▸ Material provided:

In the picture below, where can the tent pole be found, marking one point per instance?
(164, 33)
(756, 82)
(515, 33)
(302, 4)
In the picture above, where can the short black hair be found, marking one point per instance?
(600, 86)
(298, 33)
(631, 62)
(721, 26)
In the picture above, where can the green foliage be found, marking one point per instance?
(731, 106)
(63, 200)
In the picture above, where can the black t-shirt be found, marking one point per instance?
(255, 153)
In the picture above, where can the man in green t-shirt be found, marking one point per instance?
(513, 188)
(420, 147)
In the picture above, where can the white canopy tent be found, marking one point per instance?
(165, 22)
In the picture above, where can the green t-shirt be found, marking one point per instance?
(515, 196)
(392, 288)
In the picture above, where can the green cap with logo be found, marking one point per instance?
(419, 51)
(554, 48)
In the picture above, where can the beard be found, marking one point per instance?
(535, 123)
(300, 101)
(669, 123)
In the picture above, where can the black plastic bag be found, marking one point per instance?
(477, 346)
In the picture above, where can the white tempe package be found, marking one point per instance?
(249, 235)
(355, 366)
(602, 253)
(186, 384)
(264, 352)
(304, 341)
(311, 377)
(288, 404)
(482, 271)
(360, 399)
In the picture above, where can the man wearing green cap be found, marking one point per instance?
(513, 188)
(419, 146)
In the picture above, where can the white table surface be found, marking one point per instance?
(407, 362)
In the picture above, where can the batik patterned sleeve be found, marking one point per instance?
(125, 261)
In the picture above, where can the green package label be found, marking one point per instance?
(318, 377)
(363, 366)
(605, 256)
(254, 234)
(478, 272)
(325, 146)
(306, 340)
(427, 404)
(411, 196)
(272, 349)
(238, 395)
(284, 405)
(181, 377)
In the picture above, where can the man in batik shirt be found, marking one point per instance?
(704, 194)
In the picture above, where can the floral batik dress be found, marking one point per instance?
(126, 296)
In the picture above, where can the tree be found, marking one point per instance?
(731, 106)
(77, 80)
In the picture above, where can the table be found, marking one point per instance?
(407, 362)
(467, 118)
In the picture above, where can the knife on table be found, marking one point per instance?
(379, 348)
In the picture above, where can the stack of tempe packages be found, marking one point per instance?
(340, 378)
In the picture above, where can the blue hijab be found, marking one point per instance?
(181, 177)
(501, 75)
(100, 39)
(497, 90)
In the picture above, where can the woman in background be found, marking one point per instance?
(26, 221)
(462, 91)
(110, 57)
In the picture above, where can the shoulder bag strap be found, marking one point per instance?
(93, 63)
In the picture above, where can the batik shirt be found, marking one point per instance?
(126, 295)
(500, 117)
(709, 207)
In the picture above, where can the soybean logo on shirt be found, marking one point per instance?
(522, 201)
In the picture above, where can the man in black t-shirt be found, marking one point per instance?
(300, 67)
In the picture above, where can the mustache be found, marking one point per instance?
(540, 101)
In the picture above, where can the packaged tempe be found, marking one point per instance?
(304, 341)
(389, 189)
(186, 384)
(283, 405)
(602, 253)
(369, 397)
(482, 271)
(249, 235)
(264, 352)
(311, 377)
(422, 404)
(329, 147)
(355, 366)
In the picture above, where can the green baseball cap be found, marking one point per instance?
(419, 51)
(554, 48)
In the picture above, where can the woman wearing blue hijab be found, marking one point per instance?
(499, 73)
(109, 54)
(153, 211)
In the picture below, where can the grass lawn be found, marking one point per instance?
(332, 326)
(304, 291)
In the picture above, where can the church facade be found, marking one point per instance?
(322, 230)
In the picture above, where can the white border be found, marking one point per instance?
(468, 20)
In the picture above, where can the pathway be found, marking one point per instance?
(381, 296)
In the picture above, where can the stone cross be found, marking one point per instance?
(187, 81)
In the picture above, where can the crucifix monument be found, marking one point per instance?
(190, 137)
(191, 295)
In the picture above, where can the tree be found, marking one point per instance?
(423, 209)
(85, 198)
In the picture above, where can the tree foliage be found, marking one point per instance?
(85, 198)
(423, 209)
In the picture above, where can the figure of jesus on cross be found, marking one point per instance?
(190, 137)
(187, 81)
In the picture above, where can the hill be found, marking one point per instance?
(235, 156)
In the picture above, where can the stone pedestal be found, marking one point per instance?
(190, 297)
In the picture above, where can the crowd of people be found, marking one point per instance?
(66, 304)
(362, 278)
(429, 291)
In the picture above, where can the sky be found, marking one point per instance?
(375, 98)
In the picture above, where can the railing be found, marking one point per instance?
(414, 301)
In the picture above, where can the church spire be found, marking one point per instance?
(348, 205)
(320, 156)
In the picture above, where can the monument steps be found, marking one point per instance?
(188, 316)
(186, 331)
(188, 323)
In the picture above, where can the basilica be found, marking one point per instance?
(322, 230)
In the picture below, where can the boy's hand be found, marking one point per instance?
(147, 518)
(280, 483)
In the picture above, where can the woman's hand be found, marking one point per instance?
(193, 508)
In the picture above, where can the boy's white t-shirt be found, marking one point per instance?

▸ Exercise: All of the entries above should be output exactly as they are.

▸ Result:
In the picture below, where can the tent pole be found, marking one point per instance?
(164, 33)
(756, 82)
(515, 33)
(302, 4)
In the picture above, where can the short black hair be found, marking one point per instance?
(600, 86)
(298, 33)
(631, 62)
(721, 26)
In the picture above, where can the green foliage be found, marking one point per instance?
(731, 106)
(63, 200)
In the picture above, where can the black t-shirt be found, marking one point per instance?
(255, 153)
In the picture above, where can the man in green t-shirt be found, marking one point per instance?
(513, 188)
(420, 147)
In the picture above, where can the white canopy tent be found, marking one point per instance?
(165, 22)
In the picture above, where can the green t-shirt be found, marking one point per instance?
(515, 196)
(392, 288)
In the picture above, where can the green cap with logo be found, marking one point per instance?
(419, 51)
(554, 48)
In the picture above, where can the beard be found, marking one point per instance?
(535, 123)
(300, 101)
(669, 123)
In the picture above, where can the black plastic bag be found, marking one point per instance?
(477, 346)
In the picture above, where can the white tempe package be found, marking one point per instance?
(249, 235)
(355, 366)
(602, 253)
(186, 384)
(264, 352)
(304, 341)
(311, 377)
(288, 404)
(482, 271)
(360, 399)
In the picture above, where can the man wearing green cap be found, marking one point per instance?
(513, 188)
(419, 146)
In the picture above, where can the white table surface be found, marking one point per instance?
(407, 362)
In the picture above, where can the batik patterned sleeve be found, marking one point per instance?
(125, 261)
In the picture above, where can the green package label be found, marking one point per instance?
(318, 377)
(363, 366)
(605, 256)
(254, 234)
(478, 272)
(325, 146)
(306, 340)
(427, 404)
(411, 196)
(272, 349)
(238, 395)
(284, 405)
(181, 377)
In the picture above, where can the man in batik shirt be found, marking one point per instance?
(704, 194)
In the picture above, where can the floral batik dress be found, marking one point per instance?
(126, 296)
In the picture above, where can the tree be found, marking one point per instance?
(731, 106)
(77, 80)
In the picture above, where can the table be found, marking one point per instance?
(407, 362)
(467, 118)
In the picture above, where can the knife on table be found, marking one point per instance?
(379, 348)
In the picture above, where can the stack of tempe packages be found, marking one point per instance?
(340, 378)
In the picture above, where can the blue hijab be found, marking one point per instance?
(181, 177)
(501, 75)
(100, 39)
(497, 90)
In the picture above, where can the woman in background be found, marking one point per instance?
(26, 221)
(462, 91)
(110, 57)
In the picture above, where can the shoulder bag strap be found, marking one point per instance?
(93, 63)
In the picture above, where can the batik shirt be found, marking one point per instance?
(126, 295)
(500, 117)
(709, 207)
In the picture above, where can the soybean logo on shirt be found, marking one point per instance?
(522, 201)
In the picture above, where can the man in black t-shirt be found, marking one point per instance?
(300, 67)
In the picture above, where can the mustache be found, marking one point per instance?
(540, 101)
In the picture above, where can the packaged tempe be found, marking one point per instance?
(304, 341)
(389, 189)
(186, 384)
(283, 405)
(602, 253)
(369, 397)
(482, 271)
(249, 235)
(264, 352)
(311, 377)
(422, 404)
(329, 147)
(355, 366)
In the picture above, where can the green baseball cap be found, marking one point per instance?
(419, 51)
(554, 48)
In the picture above, where can the woman wearing blue hijab be found, marking one point per instance?
(499, 73)
(109, 54)
(153, 211)
In the picture below, where can the grass lawn be found, marking one point per instance?
(332, 326)
(304, 291)
In the picture above, where can the church facade be found, marking one point per instance?
(322, 230)
In the picture above, where can the white border be found, marking one point per instance?
(468, 20)
In the picture above, where can the pathway be found, marking one point per instance?
(381, 296)
In the picture above, where can the stone cross be found, marking one point per instance?
(187, 81)
In the picture above, where can the crucifix monument be found, marking one point per instance?
(190, 137)
(191, 295)
In the picture above, where can the tree be found, marking one point per instance?
(423, 209)
(85, 198)
In the picture above, where can the tree foliage be found, marking one point per instance?
(85, 198)
(423, 209)
In the picture above, where can the figure of jesus on cross be found, marking one point per instance?
(190, 137)
(187, 81)
In the picture above, where can the hill be found, marking one point per instance?
(235, 156)
In the picture above, where can the stone pedestal be found, marking one point per instance?
(190, 297)
In the picture above, where can the crowd of people be found, marking one point per instance?
(66, 304)
(362, 278)
(429, 291)
In the picture above, where can the sky be found, marking one point per instance?
(375, 98)
In the picture above, where can the railing be found, marking one point per instance?
(414, 301)
In the picture above, where can the church spire be found, marking one point per instance?
(348, 205)
(320, 156)
In the picture above, where can the monument steps be found, marking one point per instance?
(188, 316)
(186, 331)
(188, 323)
In the picture above, where can the basilica be found, marking one point per instance?
(322, 230)
In the picture below, where can the boy's hand be found, marking one point per instance?
(147, 518)
(280, 483)
In the picture above, where can the woman's hand be found, marking one point per instance?
(193, 508)
In the picture above, where can the boy's white t-shirt be found, marking one point per instance?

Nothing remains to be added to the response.